Stored records
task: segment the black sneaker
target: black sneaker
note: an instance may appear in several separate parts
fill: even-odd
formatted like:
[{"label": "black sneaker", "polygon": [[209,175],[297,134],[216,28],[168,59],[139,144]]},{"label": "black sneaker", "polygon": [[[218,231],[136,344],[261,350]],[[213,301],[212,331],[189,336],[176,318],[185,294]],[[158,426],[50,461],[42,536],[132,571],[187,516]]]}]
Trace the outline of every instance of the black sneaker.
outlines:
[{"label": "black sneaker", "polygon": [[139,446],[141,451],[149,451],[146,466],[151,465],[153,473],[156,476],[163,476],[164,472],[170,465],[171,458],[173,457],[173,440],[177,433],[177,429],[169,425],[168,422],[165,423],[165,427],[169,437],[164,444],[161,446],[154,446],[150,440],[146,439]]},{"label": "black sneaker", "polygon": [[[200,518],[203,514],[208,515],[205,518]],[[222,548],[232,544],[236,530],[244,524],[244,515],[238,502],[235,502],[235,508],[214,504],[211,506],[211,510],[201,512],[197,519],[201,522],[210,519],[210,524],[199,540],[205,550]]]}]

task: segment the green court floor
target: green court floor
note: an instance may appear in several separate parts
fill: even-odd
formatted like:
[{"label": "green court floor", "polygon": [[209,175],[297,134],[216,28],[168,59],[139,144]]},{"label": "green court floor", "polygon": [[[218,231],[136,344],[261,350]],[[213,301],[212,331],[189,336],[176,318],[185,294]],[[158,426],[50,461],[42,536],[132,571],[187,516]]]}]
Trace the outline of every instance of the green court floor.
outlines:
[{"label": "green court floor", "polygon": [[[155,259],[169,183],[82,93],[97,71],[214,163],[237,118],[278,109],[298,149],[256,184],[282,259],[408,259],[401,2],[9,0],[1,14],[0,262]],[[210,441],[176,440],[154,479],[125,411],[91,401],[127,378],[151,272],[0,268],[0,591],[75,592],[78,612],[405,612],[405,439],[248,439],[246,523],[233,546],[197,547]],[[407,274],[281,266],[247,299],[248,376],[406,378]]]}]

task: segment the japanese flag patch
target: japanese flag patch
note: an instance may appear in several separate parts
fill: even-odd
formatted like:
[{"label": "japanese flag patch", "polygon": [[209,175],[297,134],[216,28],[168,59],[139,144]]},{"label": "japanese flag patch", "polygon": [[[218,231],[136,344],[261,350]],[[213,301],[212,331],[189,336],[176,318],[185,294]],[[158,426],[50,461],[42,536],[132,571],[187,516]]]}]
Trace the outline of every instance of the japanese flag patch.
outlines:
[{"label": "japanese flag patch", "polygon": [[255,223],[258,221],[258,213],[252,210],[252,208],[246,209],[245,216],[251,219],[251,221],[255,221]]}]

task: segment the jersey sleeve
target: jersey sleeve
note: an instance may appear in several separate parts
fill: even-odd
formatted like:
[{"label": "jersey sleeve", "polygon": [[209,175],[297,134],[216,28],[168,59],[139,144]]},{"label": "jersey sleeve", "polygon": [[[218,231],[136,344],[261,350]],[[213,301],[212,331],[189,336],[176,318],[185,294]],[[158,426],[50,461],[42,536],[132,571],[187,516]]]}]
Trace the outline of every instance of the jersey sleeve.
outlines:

TASK PROMPT >>
All entries are to be reproduced verbatim, with none omitted.

SOLUTION TO THIS EXERCISE >>
task: segment the black sneaker
target: black sneaker
note: an instance may appear in several separate parts
fill: even-odd
formatted like:
[{"label": "black sneaker", "polygon": [[209,175],[297,134],[216,28],[168,59],[139,144]]},{"label": "black sneaker", "polygon": [[[218,231],[136,344],[261,350]],[[213,301],[212,331],[189,336],[176,318],[185,294]],[[158,426],[50,461],[42,536],[132,571],[187,516]]]}]
Trace the outline of every instance of the black sneaker.
outlines:
[{"label": "black sneaker", "polygon": [[139,446],[141,451],[149,451],[146,466],[151,465],[153,473],[156,476],[163,476],[164,472],[170,465],[171,458],[173,457],[173,440],[177,433],[177,429],[169,425],[168,422],[165,423],[165,427],[169,437],[164,444],[161,446],[154,446],[150,440],[146,439]]},{"label": "black sneaker", "polygon": [[[200,518],[203,514],[208,515],[205,518]],[[222,548],[232,544],[236,530],[244,524],[244,515],[238,502],[235,502],[235,508],[214,504],[211,506],[211,510],[201,512],[197,519],[201,522],[210,519],[210,524],[199,540],[205,550]]]}]

task: segment the green court floor
target: green court floor
note: an instance may appear in several separate parts
fill: even-odd
formatted like:
[{"label": "green court floor", "polygon": [[209,175],[297,134],[216,28],[168,59],[139,144]]},{"label": "green court floor", "polygon": [[[218,231],[136,344],[261,350]],[[213,301],[212,331],[189,336],[176,318],[185,294]],[[158,426],[50,461],[42,536],[132,571],[187,516]]]}]
Trace the outline of every instance of the green court floor.
outlines:
[{"label": "green court floor", "polygon": [[[155,259],[169,183],[82,93],[97,71],[214,163],[237,118],[278,109],[298,149],[256,184],[282,259],[408,259],[401,2],[9,0],[1,14],[0,262]],[[210,441],[176,440],[154,479],[125,411],[91,401],[127,378],[151,272],[0,268],[0,591],[75,592],[78,612],[405,612],[405,439],[248,439],[246,523],[233,546],[197,547]],[[407,274],[281,266],[247,299],[248,376],[406,378]]]}]

task: segment the japanese flag patch
target: japanese flag patch
note: an instance may appear in several separate parts
fill: even-odd
formatted like:
[{"label": "japanese flag patch", "polygon": [[209,175],[297,134],[216,28],[168,59],[139,144]]},{"label": "japanese flag patch", "polygon": [[[218,231],[136,344],[261,350]],[[213,301],[212,331],[189,336],[176,318],[185,294]],[[158,426],[50,461],[42,536],[132,571],[187,516]]]}]
Trace the outline of every instance of the japanese flag patch.
outlines:
[{"label": "japanese flag patch", "polygon": [[255,223],[258,221],[258,213],[252,210],[252,208],[246,209],[245,216],[251,219],[251,221],[255,221]]}]

task: segment the jersey sleeve
target: jersey sleeve
note: an instance may appear in several separate parts
fill: even-odd
formatted like:
[{"label": "jersey sleeve", "polygon": [[209,175],[297,134],[216,28],[168,59],[139,144]]},{"label": "jersey sleeve", "polygon": [[[218,231],[136,344],[261,350]],[[213,301],[212,331],[189,336],[176,318],[185,294]],[[158,426],[50,461],[42,536],[132,571],[187,516]]]}]
Trace the outline of every instance of the jersey sleeve.
outlines:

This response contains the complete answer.